| TEXT BLOCK |
The lookback window’s value ranges from 1 to 12. Four experiments are conducted for each value of the lookback window using the proposed method. The lookback window consists of 1, 3, 6, and 12, corresponding to 5, 15, 30, and 60 min. The results of the lookback window optimization concerning MAE, RMSE, MAPE, and R2 for the proposed method are illustrated in Table 3. The proposed method can well characterize the rules of traffic volume when the lookback window is 15, 30, or 60 min. Nevertheless, when the lookback window is 5 min, the proposed model cannot accurately describe the rules of traffic volume. The proposed method with 15-min lookback windows achieved the lowest prediction error with the MAE, RMSE, and MAPE values of 3.45, 4.78, and 8.10, respectively. Similarly, the method with 15-min lookback windows achieved the highest prediction performance, with R2 values of 0.98. Compared to 60 and 15 min decreased the MAPE and RMSE values by 24% and 24%, respectively. Compared to 30 and 15 min decreased the MAPE and RMSE values by 14.5% and 21.2%, respectively. Therefore, the proposed method with 15-min lookback windows is suitable for forecasting traffic volume.

images

In addition, we conduct three experiments for each value of the number of neurons in the hidden layers. The number of neurons in the hidden layers consists of 64, 128, and 256. The results of the number of neurons in the hidden layers according to MAE, RMSE, MAPE, and R2 for the proposed method are shown in Table 4. The experimental results show little difference when changing the number of hidden layers. However, the proposed method with 256 hidden layers achieved the lowest RMSE (4.734) and the highest R2 (0.982). Therefore, the proposed method with 256 hidden layers is suitable for forecasting the traffic volume.

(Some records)

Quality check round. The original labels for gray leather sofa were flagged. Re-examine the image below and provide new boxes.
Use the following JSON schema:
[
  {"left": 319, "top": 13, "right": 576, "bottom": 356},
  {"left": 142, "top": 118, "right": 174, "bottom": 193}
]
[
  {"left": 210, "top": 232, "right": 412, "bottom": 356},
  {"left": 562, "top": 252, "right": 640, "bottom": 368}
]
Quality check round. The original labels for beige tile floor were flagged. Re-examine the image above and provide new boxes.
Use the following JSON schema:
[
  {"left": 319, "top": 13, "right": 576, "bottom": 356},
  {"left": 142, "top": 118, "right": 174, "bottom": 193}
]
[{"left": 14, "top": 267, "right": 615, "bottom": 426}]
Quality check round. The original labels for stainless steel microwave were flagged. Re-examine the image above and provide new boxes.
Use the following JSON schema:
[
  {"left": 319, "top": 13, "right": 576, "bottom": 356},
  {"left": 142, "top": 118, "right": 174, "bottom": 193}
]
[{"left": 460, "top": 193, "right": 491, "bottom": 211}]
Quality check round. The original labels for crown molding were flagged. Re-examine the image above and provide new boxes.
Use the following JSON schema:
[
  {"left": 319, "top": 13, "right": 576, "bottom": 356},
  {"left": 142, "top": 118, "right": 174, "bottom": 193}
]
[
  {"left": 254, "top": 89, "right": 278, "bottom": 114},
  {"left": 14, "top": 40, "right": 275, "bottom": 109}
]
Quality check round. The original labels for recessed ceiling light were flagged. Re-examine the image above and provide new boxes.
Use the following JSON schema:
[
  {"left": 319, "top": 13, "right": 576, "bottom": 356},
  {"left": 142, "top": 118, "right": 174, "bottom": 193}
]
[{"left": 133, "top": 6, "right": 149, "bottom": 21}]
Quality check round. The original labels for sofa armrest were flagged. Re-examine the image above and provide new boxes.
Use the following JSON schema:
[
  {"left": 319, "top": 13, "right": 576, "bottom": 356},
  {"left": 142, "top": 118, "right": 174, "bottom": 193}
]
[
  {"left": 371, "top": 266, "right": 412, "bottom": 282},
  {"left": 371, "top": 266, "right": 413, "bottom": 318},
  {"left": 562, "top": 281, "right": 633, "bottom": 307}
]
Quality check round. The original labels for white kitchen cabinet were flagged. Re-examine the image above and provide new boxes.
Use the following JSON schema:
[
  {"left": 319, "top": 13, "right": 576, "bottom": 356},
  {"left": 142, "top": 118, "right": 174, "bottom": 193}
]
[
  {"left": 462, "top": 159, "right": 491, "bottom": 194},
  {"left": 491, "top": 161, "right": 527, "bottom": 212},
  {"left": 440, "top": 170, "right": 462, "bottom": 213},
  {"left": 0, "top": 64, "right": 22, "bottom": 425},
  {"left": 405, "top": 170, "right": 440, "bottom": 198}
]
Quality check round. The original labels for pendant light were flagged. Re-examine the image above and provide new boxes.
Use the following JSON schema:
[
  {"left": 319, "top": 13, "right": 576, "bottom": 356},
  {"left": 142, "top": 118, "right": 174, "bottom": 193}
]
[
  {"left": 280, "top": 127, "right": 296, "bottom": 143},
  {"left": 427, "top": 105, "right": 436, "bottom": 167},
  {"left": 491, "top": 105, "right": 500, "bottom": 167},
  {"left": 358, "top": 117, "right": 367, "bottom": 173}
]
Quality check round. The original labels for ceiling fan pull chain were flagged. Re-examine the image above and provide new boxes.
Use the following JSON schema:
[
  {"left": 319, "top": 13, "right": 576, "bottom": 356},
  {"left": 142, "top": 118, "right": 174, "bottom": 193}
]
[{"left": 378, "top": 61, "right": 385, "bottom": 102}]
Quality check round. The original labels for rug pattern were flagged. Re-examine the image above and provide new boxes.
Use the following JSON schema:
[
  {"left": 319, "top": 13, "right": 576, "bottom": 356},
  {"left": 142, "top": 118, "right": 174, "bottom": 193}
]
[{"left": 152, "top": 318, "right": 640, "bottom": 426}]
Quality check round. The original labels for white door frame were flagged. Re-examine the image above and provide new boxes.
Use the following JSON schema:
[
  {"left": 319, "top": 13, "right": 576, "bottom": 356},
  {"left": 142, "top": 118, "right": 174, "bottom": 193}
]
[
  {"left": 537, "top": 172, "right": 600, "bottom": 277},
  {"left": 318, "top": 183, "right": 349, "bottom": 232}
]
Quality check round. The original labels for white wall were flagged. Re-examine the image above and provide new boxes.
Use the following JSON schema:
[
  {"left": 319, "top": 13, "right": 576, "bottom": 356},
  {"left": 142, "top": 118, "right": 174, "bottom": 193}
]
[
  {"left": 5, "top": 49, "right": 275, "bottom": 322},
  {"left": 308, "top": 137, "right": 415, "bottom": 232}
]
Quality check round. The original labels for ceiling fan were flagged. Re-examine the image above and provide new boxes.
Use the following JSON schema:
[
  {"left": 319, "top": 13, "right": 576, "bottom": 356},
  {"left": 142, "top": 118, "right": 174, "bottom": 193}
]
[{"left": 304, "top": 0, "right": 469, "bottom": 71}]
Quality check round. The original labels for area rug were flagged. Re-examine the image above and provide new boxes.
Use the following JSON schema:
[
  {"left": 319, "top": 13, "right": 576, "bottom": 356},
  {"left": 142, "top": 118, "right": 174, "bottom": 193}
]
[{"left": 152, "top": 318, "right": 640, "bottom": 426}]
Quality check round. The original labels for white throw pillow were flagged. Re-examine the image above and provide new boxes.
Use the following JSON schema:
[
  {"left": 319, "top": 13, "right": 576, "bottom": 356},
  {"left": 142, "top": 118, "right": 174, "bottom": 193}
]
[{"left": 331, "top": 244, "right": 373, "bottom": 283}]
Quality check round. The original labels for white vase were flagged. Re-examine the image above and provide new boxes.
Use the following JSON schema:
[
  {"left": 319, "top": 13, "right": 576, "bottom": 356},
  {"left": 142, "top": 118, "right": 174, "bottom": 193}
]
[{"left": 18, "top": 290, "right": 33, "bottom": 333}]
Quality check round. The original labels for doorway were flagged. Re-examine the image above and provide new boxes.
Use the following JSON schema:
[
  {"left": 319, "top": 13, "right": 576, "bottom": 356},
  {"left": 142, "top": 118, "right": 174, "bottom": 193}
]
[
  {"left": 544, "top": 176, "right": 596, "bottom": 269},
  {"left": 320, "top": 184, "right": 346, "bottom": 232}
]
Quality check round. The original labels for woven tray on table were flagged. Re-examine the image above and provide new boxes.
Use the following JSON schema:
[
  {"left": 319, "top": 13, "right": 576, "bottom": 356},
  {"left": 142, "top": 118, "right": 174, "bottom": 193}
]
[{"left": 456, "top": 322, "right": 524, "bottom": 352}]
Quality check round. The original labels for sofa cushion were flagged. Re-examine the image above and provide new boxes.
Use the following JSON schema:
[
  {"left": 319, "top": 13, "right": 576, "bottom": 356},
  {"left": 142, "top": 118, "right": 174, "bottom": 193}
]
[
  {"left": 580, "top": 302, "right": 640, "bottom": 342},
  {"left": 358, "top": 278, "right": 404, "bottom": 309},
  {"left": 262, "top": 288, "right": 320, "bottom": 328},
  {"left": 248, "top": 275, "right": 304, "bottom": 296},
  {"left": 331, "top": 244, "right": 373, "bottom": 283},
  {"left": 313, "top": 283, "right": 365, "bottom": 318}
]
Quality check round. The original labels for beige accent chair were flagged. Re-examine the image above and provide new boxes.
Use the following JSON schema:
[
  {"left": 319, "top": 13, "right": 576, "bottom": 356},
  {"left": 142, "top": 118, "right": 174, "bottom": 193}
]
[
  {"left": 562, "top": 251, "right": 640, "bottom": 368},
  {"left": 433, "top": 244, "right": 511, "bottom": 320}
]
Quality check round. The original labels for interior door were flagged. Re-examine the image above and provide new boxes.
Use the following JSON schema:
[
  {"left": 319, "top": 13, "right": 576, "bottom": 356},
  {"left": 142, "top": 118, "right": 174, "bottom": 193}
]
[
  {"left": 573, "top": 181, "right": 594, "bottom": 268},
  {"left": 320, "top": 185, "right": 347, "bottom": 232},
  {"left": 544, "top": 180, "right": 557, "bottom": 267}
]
--
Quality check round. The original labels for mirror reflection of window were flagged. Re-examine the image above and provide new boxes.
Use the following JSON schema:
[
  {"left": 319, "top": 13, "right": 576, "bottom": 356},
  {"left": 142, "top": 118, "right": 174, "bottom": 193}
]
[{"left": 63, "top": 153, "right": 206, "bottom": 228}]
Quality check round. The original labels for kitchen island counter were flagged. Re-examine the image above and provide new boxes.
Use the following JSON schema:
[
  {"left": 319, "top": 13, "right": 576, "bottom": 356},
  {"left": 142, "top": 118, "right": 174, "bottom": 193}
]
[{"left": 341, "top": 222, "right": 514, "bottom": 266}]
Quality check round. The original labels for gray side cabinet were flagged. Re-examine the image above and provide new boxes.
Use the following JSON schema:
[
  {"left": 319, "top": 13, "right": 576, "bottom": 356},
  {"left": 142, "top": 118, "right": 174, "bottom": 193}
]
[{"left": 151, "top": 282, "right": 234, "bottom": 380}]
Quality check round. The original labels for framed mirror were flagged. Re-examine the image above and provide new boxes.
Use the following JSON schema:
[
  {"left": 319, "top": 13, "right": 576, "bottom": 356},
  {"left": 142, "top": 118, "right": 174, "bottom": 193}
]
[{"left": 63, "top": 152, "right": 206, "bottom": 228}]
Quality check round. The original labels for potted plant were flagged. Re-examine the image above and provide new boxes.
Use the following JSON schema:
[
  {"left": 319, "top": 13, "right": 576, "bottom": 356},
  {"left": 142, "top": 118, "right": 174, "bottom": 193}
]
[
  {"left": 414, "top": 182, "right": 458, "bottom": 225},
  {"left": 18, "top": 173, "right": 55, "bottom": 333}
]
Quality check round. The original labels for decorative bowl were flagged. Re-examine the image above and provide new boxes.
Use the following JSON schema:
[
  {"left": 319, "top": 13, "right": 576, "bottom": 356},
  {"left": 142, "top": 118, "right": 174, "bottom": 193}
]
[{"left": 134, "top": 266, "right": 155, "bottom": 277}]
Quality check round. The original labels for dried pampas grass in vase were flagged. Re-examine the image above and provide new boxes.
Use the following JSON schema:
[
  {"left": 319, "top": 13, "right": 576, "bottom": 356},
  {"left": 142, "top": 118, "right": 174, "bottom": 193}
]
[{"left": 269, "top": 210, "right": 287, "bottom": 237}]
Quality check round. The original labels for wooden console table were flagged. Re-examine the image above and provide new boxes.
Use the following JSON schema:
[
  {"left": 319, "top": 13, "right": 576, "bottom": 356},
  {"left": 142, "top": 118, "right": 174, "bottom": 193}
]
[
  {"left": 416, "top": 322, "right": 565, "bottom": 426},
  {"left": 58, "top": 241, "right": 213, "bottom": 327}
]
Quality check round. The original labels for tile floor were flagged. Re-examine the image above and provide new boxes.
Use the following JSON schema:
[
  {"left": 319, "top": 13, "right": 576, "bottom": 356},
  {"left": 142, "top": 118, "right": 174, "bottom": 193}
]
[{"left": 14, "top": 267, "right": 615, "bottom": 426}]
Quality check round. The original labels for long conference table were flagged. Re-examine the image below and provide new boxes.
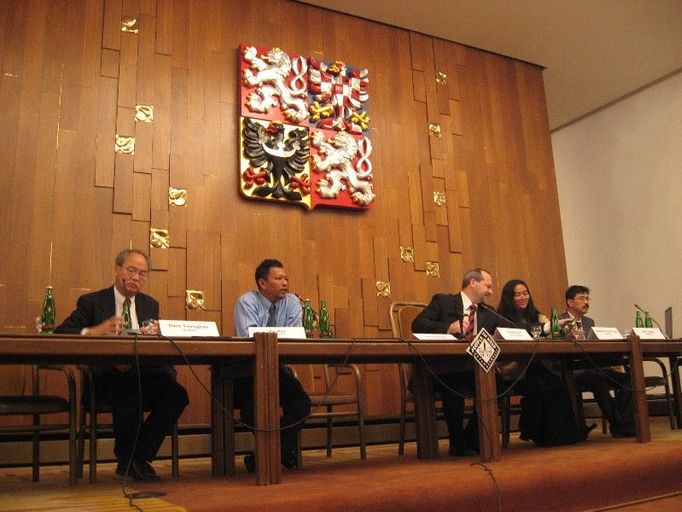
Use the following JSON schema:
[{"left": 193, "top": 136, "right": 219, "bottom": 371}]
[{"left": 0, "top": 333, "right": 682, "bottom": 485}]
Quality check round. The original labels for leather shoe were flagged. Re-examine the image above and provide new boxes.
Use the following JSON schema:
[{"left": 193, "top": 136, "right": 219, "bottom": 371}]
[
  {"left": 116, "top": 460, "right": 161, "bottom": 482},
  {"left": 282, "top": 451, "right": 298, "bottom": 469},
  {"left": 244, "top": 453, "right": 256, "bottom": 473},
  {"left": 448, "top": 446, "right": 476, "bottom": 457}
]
==
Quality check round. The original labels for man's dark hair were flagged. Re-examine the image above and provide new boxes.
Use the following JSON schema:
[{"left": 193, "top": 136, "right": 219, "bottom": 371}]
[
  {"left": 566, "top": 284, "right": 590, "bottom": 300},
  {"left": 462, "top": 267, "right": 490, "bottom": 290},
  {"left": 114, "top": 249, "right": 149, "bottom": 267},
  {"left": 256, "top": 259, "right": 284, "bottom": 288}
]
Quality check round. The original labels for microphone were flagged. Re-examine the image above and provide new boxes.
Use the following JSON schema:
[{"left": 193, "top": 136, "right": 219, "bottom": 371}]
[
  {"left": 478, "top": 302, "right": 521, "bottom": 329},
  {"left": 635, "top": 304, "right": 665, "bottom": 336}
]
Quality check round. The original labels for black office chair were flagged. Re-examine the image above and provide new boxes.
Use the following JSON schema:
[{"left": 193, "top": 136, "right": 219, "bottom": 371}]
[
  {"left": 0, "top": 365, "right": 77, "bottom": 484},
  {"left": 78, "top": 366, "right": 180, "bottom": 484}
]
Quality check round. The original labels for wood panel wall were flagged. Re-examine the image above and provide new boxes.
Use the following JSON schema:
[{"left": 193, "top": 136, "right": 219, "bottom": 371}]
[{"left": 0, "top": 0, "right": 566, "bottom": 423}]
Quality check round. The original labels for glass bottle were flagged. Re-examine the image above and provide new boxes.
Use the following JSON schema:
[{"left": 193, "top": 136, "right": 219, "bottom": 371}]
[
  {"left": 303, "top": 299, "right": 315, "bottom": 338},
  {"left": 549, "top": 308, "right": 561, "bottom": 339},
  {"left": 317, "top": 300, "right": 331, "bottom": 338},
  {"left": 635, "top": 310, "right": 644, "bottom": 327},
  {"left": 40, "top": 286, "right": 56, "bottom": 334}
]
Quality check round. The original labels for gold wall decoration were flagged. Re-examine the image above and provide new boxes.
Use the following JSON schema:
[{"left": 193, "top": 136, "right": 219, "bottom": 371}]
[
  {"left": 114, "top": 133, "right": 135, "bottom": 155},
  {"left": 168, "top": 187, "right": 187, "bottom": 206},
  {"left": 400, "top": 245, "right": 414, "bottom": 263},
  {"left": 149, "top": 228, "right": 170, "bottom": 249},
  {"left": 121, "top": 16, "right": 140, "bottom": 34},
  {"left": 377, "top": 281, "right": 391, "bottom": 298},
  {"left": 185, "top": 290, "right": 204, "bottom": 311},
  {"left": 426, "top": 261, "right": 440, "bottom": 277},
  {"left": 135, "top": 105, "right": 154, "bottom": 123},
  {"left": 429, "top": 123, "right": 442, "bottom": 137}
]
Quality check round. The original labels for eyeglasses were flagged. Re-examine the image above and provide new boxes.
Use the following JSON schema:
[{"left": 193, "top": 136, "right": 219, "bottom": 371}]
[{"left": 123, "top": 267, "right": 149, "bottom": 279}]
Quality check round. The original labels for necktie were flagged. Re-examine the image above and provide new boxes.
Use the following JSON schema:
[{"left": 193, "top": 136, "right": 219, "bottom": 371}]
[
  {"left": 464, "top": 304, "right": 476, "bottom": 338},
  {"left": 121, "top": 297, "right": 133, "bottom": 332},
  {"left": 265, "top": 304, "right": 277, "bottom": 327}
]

| WHAT THIS TASK INVOLVES |
Continue the passage on tuning the traffic volume forecasting model, picking up after its final sentence.

| EXERCISE RESPONSE |
images

Finally, the proposed method conducts three experiments for each gradient descent. The gradient descent consists of ADAM, SGD, and AdaDelta. The gradient descent results for the proposed method according to MAE, RMSE, MAPE, and R2 are shown in Table 5. The proposed method with ADAM achieved the lowest prediction error with MAE, RMSE, and MAPE values of 3.48, 4.73, and 8.63, respectively. Similarly, the proposed method with ADAM achieved the highest prediction performance, with R2 values of 0.98. Compared to SGD, ADAM increased the R2 value by 5.2%. In addition, ADAM reduced by more than 55.3% in MAPE value compared to the SGD. Therefore, combining the proposed method with ADAM is suitable for forecasting traffic volume.

images

Therefore, a set of hyperparameters for the proposed method after the trial-and-error process is presented in Table 6.

images

3.4 Performance of Traffic Volume Prediction

To evaluate the performance of the proposed method, we used the MAE, RMSE, MAPE, and R2 to assess the predictive performance. The proposed method is compared with the LR, SVR, LSTM, CNN_LSTM, and EMD_LSTM models. The predictive performance is shown in Table 7. The comparison results regarding MAE, RMSE, MAPE, and R2 are shown in Figs. 6–7, respectively. The proposed model achieved the highest predictive performance with an R2 value of 0.98, followed by the EMD_LSTM and CNN_LSTM with 0.96 and 0.89, respectively. In other words, the proposed method clarified why the explained variance in the dependent variable achieved 98%, as mentioned above. Compared to CNN_LSTM, our proposed method increased the R2 value by 9.2%. Moreover, the proposed method obtained the most minor predictive error with the MAE, RMSE, and MAPE values of 3.48, 4.73, and 8.63, respectively. That means the proposed method decreased 61% of the MAE value, 61% of the RMSE value, and 67% of the MAPE value compared to CNN_LSTM. These systems consistently face significant computational demands, leading us to advocate for employing the EEMD_LSTM model as the suggested model to guarantee real-time performance and satisfactory positioning accuracy. The experiments confirm that the proposed method outperformed the other benchmark methods regarding the evaluation indicators.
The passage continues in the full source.